Reproduce, unchanged, the lines running from the one that contains "Task: locate the cypress" through the final line, with both of those included.
— START Records provided —
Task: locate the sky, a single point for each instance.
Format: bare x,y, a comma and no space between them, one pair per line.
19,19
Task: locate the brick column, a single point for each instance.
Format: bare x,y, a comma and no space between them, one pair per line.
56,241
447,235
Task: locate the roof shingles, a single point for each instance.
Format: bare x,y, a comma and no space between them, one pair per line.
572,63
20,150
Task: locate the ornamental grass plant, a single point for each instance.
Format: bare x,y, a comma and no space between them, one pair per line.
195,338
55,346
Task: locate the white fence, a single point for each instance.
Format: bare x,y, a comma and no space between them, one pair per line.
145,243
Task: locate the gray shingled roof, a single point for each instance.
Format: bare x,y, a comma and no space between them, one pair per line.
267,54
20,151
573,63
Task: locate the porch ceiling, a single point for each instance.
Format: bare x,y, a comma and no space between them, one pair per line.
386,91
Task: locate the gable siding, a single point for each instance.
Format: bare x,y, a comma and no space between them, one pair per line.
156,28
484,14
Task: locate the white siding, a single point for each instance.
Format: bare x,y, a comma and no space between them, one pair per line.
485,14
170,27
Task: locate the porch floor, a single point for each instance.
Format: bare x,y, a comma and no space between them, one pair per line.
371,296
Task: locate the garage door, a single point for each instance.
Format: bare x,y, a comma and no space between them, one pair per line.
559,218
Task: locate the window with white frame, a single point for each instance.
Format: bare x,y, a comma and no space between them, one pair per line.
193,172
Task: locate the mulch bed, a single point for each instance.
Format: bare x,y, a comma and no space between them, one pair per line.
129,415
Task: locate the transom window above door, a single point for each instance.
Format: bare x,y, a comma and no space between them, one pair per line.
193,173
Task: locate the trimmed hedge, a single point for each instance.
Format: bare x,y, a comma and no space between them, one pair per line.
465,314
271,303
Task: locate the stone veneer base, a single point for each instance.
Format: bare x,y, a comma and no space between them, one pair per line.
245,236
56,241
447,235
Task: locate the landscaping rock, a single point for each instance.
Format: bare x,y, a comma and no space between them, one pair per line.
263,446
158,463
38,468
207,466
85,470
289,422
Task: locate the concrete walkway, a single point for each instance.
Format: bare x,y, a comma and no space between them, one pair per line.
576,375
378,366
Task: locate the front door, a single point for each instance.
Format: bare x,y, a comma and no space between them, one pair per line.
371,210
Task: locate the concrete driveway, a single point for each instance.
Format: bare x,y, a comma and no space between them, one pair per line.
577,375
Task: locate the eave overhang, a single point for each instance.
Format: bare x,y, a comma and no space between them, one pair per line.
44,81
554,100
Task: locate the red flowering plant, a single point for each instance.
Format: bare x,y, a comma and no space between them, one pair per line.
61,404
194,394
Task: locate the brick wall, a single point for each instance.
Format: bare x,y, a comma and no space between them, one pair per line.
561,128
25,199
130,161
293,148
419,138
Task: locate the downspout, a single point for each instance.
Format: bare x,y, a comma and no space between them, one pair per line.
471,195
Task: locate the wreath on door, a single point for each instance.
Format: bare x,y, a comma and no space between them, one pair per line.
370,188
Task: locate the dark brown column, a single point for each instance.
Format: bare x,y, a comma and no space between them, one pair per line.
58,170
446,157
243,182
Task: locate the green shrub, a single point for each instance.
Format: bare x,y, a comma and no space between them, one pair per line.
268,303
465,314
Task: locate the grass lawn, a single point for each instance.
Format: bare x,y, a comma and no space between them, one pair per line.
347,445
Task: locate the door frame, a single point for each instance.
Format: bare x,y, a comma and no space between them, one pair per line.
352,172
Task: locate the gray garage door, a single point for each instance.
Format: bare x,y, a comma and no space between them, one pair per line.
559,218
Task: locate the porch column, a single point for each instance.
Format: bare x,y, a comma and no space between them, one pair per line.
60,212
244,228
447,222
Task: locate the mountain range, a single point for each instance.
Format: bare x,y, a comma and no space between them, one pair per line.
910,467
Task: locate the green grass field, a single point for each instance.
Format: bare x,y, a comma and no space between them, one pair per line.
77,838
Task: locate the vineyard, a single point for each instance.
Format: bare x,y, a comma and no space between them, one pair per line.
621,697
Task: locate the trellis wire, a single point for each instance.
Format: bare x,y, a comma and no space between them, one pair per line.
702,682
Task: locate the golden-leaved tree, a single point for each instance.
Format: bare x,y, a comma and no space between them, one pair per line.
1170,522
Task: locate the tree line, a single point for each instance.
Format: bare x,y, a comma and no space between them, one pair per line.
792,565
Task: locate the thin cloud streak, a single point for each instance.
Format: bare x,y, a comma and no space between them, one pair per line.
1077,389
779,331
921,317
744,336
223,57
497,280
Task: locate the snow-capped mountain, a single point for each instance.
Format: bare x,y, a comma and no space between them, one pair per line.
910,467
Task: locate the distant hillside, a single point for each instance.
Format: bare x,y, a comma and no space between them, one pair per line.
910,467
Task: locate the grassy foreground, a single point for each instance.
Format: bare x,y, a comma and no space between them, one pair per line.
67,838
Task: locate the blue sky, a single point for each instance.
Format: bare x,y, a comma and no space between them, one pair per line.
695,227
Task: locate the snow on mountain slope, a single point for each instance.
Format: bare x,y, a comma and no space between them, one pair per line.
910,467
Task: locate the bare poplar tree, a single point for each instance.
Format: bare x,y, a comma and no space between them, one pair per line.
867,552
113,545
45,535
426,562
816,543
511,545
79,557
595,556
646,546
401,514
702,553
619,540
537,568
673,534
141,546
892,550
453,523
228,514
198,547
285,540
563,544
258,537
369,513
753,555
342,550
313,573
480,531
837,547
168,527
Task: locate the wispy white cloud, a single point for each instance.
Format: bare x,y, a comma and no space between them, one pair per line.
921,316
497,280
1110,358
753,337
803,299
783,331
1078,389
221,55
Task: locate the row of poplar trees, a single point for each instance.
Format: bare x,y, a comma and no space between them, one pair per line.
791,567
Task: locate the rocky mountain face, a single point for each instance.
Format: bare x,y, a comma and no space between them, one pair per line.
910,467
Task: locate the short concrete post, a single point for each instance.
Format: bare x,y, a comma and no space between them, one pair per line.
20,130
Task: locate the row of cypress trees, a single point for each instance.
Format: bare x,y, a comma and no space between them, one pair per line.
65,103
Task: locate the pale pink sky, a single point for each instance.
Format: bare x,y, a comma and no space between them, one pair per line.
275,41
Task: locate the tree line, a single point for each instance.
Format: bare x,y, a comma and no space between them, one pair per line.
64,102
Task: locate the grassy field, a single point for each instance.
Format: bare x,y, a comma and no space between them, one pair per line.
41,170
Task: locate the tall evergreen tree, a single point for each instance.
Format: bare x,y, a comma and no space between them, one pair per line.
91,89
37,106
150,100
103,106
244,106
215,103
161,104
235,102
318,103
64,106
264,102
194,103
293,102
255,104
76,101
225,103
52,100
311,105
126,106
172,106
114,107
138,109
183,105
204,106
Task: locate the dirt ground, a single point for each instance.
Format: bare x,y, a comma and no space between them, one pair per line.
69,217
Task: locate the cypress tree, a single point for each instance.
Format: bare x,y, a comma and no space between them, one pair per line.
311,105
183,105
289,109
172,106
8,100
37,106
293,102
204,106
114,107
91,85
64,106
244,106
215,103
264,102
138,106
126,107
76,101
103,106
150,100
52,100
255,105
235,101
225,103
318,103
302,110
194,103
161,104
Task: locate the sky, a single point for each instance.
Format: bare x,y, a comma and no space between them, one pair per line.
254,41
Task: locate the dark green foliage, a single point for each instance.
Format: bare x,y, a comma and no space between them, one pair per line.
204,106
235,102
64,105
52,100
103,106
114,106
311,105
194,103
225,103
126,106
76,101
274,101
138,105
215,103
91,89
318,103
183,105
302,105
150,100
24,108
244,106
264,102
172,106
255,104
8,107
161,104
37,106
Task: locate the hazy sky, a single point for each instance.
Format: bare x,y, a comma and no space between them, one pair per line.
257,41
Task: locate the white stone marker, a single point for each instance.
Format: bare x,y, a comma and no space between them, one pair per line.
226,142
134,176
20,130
— END Records provided —
Answer to the task.
Task: locate the cypress tree, a single point for each instance.
Format: bare x,y, a comma and no space between them, one pair per line.
311,105
183,105
289,109
172,106
8,100
37,106
293,102
204,106
114,107
91,85
64,106
244,106
215,103
264,102
138,106
126,107
76,101
103,106
150,100
52,100
255,105
235,101
225,103
318,103
302,110
194,103
161,104
Task: locate the sky, a single point for each instance.
Format: bare x,y, a comma and no space between them, one pair per line.
254,41
Task: locate the dark green foliage, a single point for each instance.
Format: bare x,y, a comma and no space between them, one pair per line.
204,106
235,102
64,105
52,100
103,106
114,106
311,105
194,103
225,103
126,106
76,101
274,101
138,105
215,103
91,89
318,103
183,105
302,105
150,100
24,108
244,106
264,102
172,106
255,104
8,107
161,104
37,106
Task: locate the hazy sky, a single point for each instance.
Format: bare x,y, a comma and no space between them, one pair per line.
257,41
Task: locate the white stone marker, a single point for each instance.
Format: bare x,y, a comma and no space between them, one pair per line.
226,142
134,176
20,130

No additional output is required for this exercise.